● **WHAT YOU SHOULD DO**: Copy the lines below word for word, starting at the line containing "The service MUST place one dot on the blue" and ending at the line containing "x=44, y=367", both included.

Records from a dataset
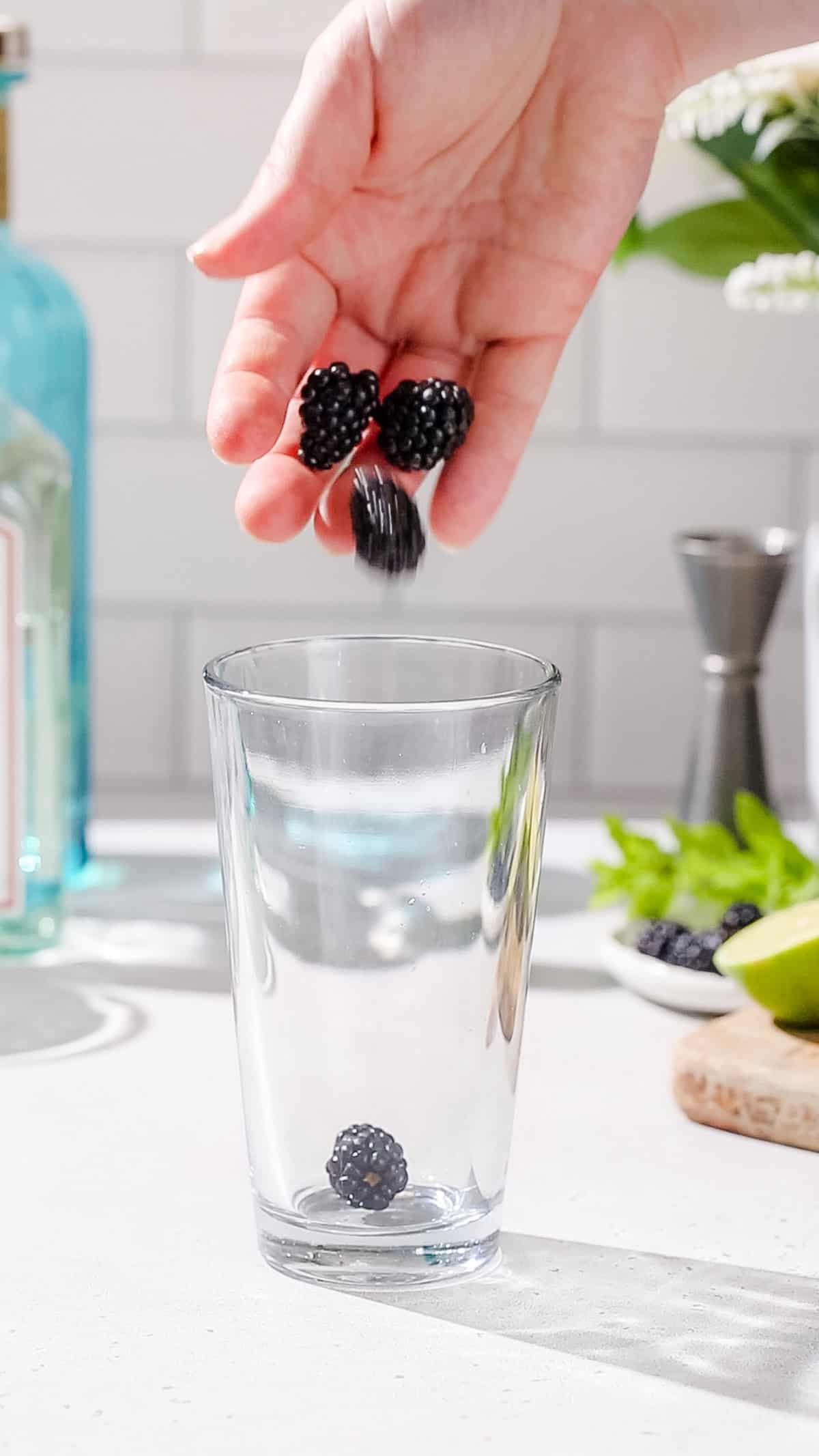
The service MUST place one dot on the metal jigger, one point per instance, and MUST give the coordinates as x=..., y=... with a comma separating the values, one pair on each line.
x=735, y=582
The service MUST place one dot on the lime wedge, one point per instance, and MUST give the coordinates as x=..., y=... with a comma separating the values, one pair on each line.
x=777, y=961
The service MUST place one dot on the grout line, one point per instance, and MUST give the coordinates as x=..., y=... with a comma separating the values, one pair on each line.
x=182, y=352
x=178, y=695
x=579, y=753
x=798, y=488
x=192, y=37
x=190, y=59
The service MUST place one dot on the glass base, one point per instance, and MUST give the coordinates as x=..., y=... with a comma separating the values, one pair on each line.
x=406, y=1246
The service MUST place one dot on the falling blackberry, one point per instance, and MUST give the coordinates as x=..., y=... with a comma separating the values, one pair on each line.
x=738, y=916
x=694, y=951
x=424, y=421
x=658, y=937
x=367, y=1168
x=336, y=407
x=386, y=523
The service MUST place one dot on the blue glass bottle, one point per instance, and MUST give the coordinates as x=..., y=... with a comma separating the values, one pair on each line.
x=44, y=367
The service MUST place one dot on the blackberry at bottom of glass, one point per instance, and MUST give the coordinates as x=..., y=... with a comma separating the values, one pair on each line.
x=429, y=1235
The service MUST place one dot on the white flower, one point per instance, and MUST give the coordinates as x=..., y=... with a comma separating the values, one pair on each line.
x=747, y=94
x=788, y=283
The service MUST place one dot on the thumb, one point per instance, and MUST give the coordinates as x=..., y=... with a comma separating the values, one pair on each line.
x=317, y=156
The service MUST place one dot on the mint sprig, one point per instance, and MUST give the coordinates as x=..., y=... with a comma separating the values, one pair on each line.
x=707, y=870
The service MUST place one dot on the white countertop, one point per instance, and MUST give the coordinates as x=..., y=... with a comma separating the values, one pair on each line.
x=659, y=1290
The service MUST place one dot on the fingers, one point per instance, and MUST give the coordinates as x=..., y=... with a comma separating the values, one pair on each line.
x=508, y=392
x=278, y=496
x=280, y=324
x=332, y=520
x=317, y=156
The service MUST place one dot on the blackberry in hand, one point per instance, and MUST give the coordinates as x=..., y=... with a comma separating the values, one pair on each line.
x=386, y=523
x=738, y=916
x=367, y=1168
x=336, y=408
x=695, y=951
x=658, y=937
x=424, y=421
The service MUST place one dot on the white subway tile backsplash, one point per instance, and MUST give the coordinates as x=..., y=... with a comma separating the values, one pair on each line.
x=140, y=154
x=130, y=308
x=674, y=357
x=131, y=699
x=167, y=532
x=644, y=695
x=150, y=28
x=259, y=28
x=644, y=706
x=212, y=308
x=590, y=528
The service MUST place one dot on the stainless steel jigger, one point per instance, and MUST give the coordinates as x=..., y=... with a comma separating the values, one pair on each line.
x=735, y=582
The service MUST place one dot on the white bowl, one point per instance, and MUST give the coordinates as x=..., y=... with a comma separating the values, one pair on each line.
x=703, y=992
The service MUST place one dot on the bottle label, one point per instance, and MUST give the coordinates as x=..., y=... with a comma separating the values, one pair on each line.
x=12, y=726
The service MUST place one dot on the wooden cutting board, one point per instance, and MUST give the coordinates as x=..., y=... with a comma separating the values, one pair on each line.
x=745, y=1075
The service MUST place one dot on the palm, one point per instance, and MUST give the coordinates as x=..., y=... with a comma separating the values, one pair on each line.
x=464, y=239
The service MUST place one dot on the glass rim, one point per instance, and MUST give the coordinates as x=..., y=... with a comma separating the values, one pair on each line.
x=217, y=683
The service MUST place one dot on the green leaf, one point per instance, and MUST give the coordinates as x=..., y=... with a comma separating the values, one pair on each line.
x=713, y=239
x=709, y=870
x=786, y=184
x=710, y=839
x=757, y=825
x=630, y=244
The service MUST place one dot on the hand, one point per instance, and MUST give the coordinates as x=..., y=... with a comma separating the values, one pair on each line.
x=441, y=199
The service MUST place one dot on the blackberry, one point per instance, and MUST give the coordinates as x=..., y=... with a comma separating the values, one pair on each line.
x=336, y=407
x=386, y=523
x=738, y=916
x=367, y=1168
x=695, y=951
x=658, y=937
x=424, y=421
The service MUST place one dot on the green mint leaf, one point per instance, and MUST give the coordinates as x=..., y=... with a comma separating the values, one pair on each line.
x=757, y=825
x=715, y=238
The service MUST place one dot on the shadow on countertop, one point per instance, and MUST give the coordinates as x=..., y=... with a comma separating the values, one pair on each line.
x=748, y=1334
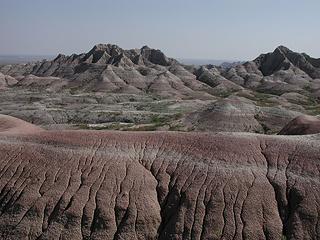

● **RESULT OF THIS EXERCISE**:
The service MUST place one dot on the blue glass bottle, one point per instance, and MUST give the coordinates as x=..., y=... with a comma separating the values, one pair on each line.
x=44, y=367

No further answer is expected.